◆ Task
Please output exactly the lines from the one containing "Spot the paved" through the last line of the records, both included.

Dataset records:

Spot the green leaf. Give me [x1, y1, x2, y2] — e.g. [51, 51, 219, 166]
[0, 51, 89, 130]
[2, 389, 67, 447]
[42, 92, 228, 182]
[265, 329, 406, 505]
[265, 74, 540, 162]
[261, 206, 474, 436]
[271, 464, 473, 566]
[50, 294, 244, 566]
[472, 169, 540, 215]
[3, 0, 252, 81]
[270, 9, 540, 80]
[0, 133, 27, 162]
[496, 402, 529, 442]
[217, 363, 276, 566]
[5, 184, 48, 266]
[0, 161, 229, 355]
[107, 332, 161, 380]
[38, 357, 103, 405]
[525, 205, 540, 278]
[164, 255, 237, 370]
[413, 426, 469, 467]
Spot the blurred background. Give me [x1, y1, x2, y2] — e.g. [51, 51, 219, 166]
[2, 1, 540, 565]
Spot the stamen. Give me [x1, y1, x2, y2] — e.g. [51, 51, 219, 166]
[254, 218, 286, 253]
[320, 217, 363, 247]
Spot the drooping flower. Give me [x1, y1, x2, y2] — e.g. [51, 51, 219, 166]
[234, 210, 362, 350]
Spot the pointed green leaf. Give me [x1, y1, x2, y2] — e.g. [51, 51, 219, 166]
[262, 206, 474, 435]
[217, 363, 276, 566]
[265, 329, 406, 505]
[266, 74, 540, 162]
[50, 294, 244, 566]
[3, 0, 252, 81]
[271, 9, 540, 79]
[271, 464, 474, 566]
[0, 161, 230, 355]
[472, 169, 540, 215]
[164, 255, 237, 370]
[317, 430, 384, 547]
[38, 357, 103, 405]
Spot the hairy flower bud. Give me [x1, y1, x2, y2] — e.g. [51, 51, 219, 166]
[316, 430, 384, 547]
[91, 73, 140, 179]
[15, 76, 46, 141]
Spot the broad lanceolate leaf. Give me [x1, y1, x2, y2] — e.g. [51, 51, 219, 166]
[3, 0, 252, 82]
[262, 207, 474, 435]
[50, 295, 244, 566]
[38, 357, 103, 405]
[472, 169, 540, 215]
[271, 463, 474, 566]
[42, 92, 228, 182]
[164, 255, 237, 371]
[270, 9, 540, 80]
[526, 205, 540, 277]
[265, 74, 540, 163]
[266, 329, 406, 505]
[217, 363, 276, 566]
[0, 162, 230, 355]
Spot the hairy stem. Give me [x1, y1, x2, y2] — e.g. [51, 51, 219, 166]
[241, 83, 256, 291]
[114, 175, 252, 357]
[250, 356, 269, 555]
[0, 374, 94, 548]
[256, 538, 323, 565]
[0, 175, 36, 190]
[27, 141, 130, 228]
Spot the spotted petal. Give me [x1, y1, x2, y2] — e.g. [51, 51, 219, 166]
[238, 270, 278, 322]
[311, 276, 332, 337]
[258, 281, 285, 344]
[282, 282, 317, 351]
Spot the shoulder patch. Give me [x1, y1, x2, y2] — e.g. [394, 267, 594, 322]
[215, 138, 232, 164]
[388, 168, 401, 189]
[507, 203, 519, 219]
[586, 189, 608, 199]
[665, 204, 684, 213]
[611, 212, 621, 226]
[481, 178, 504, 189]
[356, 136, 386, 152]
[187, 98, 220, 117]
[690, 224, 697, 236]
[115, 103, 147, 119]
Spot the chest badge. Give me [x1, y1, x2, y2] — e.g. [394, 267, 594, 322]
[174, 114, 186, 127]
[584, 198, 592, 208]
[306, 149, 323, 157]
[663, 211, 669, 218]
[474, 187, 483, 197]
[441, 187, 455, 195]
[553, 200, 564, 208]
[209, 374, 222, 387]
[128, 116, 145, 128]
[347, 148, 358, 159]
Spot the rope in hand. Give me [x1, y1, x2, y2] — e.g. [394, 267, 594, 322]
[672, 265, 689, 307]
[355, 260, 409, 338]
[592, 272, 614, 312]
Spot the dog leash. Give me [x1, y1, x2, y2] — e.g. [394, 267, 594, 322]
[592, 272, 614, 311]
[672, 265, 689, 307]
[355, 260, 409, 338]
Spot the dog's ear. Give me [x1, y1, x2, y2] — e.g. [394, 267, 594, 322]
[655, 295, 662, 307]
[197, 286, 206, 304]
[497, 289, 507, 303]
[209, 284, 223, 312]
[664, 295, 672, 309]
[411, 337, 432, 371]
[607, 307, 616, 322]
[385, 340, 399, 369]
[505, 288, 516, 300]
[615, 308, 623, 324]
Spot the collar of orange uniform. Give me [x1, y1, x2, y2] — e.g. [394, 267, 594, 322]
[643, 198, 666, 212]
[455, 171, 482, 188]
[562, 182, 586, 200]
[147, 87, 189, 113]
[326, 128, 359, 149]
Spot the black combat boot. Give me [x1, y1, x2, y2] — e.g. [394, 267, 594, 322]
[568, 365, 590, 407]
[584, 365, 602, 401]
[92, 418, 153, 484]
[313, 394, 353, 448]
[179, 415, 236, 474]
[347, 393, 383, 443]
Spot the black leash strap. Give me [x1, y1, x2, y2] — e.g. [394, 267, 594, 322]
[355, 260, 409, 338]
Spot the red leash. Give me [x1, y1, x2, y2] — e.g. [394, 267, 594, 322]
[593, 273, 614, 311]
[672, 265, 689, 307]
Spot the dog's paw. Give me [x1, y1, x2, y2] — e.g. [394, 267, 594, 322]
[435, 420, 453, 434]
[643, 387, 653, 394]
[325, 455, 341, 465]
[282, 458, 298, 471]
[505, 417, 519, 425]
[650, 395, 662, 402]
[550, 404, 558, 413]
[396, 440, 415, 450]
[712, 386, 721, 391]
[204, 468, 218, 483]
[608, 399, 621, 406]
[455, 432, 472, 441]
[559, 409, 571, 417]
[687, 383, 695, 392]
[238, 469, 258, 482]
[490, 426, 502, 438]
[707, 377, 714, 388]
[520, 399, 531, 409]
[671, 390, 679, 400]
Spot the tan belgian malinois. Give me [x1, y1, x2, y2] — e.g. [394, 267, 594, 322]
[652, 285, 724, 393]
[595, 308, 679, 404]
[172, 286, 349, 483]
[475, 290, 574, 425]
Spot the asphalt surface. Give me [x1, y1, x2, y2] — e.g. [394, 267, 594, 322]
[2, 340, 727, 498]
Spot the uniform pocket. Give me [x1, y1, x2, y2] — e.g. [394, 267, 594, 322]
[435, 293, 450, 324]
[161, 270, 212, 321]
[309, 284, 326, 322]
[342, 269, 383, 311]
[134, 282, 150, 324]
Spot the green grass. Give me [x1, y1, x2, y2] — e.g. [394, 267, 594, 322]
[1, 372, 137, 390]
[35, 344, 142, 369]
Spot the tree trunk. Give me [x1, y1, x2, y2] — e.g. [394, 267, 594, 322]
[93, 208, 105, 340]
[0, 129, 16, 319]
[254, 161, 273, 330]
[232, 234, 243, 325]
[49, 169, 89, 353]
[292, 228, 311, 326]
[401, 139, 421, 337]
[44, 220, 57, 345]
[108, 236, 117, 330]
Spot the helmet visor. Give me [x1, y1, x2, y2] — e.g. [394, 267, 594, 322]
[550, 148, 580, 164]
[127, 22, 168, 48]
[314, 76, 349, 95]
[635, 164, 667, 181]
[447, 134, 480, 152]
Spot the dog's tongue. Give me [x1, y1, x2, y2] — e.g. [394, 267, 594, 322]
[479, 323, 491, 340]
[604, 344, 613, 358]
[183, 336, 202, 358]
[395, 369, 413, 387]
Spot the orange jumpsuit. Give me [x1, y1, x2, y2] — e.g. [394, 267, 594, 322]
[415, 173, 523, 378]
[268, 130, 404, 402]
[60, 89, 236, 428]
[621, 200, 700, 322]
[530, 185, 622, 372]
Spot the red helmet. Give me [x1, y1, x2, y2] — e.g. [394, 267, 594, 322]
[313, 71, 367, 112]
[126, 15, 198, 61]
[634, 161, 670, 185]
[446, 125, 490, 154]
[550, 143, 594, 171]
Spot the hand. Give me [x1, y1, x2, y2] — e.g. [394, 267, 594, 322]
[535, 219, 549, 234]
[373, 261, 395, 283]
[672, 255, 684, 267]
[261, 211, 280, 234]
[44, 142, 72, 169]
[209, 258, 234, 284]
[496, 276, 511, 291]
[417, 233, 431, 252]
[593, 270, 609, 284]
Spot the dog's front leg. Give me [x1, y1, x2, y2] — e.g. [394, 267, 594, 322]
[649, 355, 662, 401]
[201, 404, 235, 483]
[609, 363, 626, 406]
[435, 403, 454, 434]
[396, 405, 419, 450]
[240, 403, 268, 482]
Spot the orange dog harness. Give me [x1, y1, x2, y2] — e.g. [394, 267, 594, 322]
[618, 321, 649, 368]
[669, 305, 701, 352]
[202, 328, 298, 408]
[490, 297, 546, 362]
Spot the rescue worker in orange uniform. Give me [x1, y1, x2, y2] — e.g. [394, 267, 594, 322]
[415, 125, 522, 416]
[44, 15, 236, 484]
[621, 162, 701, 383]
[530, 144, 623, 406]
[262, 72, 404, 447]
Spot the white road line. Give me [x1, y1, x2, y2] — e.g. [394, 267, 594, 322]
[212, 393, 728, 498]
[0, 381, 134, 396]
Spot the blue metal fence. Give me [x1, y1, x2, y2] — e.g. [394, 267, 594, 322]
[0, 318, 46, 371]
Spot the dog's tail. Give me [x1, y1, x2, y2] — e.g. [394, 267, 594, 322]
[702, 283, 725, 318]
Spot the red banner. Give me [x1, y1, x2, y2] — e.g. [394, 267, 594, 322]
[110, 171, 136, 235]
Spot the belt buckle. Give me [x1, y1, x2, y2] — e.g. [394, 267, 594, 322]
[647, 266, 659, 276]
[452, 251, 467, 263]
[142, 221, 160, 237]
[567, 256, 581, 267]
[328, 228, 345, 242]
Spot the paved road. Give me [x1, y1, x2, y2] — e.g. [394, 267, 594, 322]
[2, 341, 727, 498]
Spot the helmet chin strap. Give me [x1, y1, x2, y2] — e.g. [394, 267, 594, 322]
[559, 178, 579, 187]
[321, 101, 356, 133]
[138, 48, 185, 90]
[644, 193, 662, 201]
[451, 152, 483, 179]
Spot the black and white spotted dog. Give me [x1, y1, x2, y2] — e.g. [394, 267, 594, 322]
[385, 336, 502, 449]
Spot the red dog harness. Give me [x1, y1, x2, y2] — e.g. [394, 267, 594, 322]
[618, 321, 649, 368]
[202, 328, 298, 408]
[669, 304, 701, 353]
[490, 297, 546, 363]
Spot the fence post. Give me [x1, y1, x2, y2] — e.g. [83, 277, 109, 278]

◆ Answer space
Spot the paved road. Give me [x1, y1, x2, y2] — e.g. [394, 267, 594, 322]
[2, 341, 727, 498]
Spot the helmet chin strap. Give me [x1, y1, x2, y2] — e.g. [394, 267, 594, 322]
[559, 178, 579, 187]
[321, 101, 356, 133]
[138, 48, 185, 90]
[644, 193, 662, 201]
[451, 152, 483, 179]
Spot the black and white spotted dog. Give me [x1, y1, x2, y2] — e.g. [394, 267, 594, 322]
[385, 336, 502, 449]
Spot the red dog harness. Give me [x1, y1, x2, y2] — e.g. [394, 267, 594, 322]
[618, 321, 649, 368]
[202, 328, 298, 408]
[669, 304, 701, 353]
[490, 297, 546, 363]
Spot the fence post. Give me [x1, y1, x2, y2] — e.g. [83, 277, 109, 278]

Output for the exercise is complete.